◆ EXERCISE DIRECTIONS
Output every line below exactly.
****************************************
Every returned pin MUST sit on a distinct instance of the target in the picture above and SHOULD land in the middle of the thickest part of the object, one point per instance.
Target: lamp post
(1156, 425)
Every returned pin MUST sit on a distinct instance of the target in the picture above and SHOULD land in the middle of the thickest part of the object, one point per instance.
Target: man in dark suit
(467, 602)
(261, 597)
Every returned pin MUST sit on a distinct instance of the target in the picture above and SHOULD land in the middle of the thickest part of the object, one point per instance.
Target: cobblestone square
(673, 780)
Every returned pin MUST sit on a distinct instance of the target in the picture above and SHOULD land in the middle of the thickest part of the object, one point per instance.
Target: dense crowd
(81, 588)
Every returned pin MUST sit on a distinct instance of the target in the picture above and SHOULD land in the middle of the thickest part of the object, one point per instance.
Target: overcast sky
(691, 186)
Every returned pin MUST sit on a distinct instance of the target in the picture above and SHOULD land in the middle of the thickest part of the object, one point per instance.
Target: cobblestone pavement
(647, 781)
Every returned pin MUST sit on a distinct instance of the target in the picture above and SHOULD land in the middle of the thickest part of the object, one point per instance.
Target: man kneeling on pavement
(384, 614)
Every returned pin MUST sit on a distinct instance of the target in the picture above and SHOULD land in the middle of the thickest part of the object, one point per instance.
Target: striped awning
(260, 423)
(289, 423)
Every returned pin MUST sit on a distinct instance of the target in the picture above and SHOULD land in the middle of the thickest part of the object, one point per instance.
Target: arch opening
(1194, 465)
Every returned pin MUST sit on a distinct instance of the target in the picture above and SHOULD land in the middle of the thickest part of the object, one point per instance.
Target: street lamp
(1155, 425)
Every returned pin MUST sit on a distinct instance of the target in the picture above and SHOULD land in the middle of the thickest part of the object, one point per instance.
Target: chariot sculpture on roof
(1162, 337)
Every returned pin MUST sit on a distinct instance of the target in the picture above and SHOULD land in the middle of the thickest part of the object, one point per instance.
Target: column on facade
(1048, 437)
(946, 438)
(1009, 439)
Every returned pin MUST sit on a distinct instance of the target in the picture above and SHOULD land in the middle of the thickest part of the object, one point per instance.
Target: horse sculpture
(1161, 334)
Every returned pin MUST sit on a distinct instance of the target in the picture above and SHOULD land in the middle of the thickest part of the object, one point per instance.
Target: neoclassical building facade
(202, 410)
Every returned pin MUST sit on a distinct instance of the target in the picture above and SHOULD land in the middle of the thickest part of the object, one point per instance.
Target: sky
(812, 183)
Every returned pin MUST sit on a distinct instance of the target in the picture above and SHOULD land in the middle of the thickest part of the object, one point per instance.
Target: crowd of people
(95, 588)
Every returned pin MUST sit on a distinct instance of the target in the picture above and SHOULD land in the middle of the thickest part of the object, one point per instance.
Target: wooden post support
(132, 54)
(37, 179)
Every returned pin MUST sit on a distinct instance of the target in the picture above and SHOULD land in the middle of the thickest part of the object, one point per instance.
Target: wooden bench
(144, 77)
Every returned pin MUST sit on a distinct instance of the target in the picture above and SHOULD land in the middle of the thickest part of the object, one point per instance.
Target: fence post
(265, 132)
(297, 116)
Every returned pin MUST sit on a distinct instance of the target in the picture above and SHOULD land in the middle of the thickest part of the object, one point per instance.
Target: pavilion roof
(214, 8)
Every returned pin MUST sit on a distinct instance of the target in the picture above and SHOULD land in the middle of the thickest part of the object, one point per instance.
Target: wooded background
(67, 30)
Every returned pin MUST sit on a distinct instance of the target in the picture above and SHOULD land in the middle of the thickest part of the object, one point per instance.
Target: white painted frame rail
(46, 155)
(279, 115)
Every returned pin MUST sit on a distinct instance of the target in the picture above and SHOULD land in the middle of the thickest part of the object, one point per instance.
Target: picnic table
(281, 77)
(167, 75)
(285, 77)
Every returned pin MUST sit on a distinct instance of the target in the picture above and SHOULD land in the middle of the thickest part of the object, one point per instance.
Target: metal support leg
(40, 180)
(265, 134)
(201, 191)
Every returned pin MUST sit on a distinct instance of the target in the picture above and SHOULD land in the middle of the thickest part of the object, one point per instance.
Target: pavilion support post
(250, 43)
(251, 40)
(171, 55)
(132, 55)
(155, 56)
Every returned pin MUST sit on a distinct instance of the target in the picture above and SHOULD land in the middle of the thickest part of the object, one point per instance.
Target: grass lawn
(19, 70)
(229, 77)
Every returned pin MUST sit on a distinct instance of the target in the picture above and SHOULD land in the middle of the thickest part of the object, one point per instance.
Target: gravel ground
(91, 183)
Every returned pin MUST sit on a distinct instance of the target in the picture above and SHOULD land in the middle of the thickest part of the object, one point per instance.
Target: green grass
****************************************
◆ EXPECTED ANSWER
Every returned pin MUST sit on a distinct instance of the target in the picture above and SHOULD land in the middle of the thickest part of the object, one point per instance.
Target: lamp post
(1156, 425)
Every returned pin MUST sit on a distinct instance of the target in the picture above and SHOULD land in the middle of the thickest part of the object, one point per instance.
Target: man in dark suit
(467, 602)
(261, 597)
Every returned pin MUST sit on a distinct instance of the target in the picture above and SHOULD land in the middle of the thickest part of the object, one point per instance.
Target: cobblestone square
(673, 780)
Every returned pin MUST sit on a distinct instance of the target in the picture above and SHOULD land in the middle of the thickest part of the object, one point per instance.
Target: dense crowd
(81, 588)
Every returned pin MUST sit on a distinct instance of the target in the picture above and SHOULD land in the middle of the thickest part of the object, one point per instance.
Target: overcast sky
(691, 186)
Every returned pin MUST sit on a distinct instance of the target in the picture above and SHOULD land in the middle of the thickest part of the object, one point per instance.
Target: cobblestone pavement
(647, 781)
Every returned pin MUST sit on a distinct instance of the target in the picture above and SHOULD land in the middle of the thickest part of the object, one point per instance.
Target: man kneeling on pavement
(384, 614)
Every returned pin MUST sit on a distinct instance of the target in the picture above and SHOULD land in the middle of the thickest part of the object, one point per instance.
Target: striped awning
(260, 423)
(289, 423)
Every returned pin MUST sit on a distinct instance of the target in the picture above and SHOULD land in the middle of the thickest part of the object, one point per instance.
Target: arch opening
(1194, 465)
Every returned pin MUST sit on a distinct instance of the target in the picture above and SHOULD land in the middle of the thickest part of the object, one point per instance.
Target: street lamp
(1155, 425)
Every returned pin MUST sit on a distinct instance of the target in the picture above and SHOULD land in the middle of the thickest part of the object, one point per instance.
Target: chariot sculpture on roof
(1162, 337)
Every returned pin MUST sit on a distinct instance of the target in the picture above and SHOULD land in the middle of the thickest part of the object, one point per instance.
Target: column on facade
(1048, 437)
(946, 438)
(1009, 439)
Every returned pin MUST sit on a distinct instance of the target in the picture above and SHOULD land in the middle of the thickest part of the object, one point per instance.
Target: horse sculpture
(1161, 334)
Every returned pin MUST sit on a distinct instance of the target in the picture above and SHOULD land in the middle of the thickest part of the object, one point per instance.
Target: neoclassical building facade
(202, 410)
Every returned pin MUST sit on a distinct instance of the target in the picture above and SHOULD land in the middle of the thickest part of the object, one point per instance.
Target: sky
(812, 183)
Every returned pin MUST sit on a distinct instance of the target in the picture above and SHOULD land in the middle of the thickest part of the object, one point per instance.
Target: crowd of people
(95, 588)
Every returned pin MUST sit on a distinct instance of the target in the picture above and SHOULD land in the middle of the thickest part of the object, one point per instance.
Target: wooden post support
(132, 54)
(37, 179)
Every returned pin MUST sit on a distinct instance of the target in the picture above and SHOULD land in the middle of the thickest part of the object, one point per instance.
Target: wooden bench
(144, 77)
Every returned pin MUST sit on a distinct instance of the target in the picture above and SHOULD land in the middle of the thickest part of the object, one point per instance.
Target: fence post
(265, 132)
(297, 116)
Every returned pin MUST sit on a distinct instance of the target in the picture above and SHOULD land in the middle of the thickest part of the object, one point per instance.
Target: pavilion roof
(214, 8)
Every returned pin MUST sit on a distinct instance of the target in the picture above and SHOULD land in the middle of the thickest part of the object, one point per instance.
Target: wooded background
(67, 30)
Every returned pin MUST sit on a distinct instance of the target in the picture above and SHOULD land in the middle of the thickest part of the object, one point per instance.
Target: white painted frame rail
(46, 155)
(279, 115)
Every returned pin MUST sit on a distinct instance of the target in the picture above and SHOULD land in the middle of the thickest part of the object, one point per instance.
Target: picnic table
(281, 77)
(167, 75)
(285, 77)
Every returned pin MUST sit on a distinct instance of the target in the picture above and SHOULD land in the middle of the thickest part of the object, one point per instance.
Target: metal support leg
(40, 180)
(265, 134)
(201, 191)
Every returned pin MUST sit on a distinct instance of the target in the picture above and SHOULD land in the middle of the thickest part of the object, one point per instance.
Target: pavilion support post
(250, 43)
(251, 40)
(171, 55)
(132, 55)
(155, 56)
Every returned pin MUST sit on a distinct instance of the target in the picture above and SHOULD land in the middle of the thickest part of the object, one point per instance.
Target: grass lawn
(19, 70)
(229, 77)
Every returned pin MUST sit on a distinct instance of the target in the picture above and SHOULD land in the middle of the thickest part of the object, one point per instance.
Target: gravel ground
(91, 183)
Every returned pin MUST sit on a distinct instance of the target in the picture above and SHOULD land in the middle of the thickest part of the object, one point per instance.
Target: green grass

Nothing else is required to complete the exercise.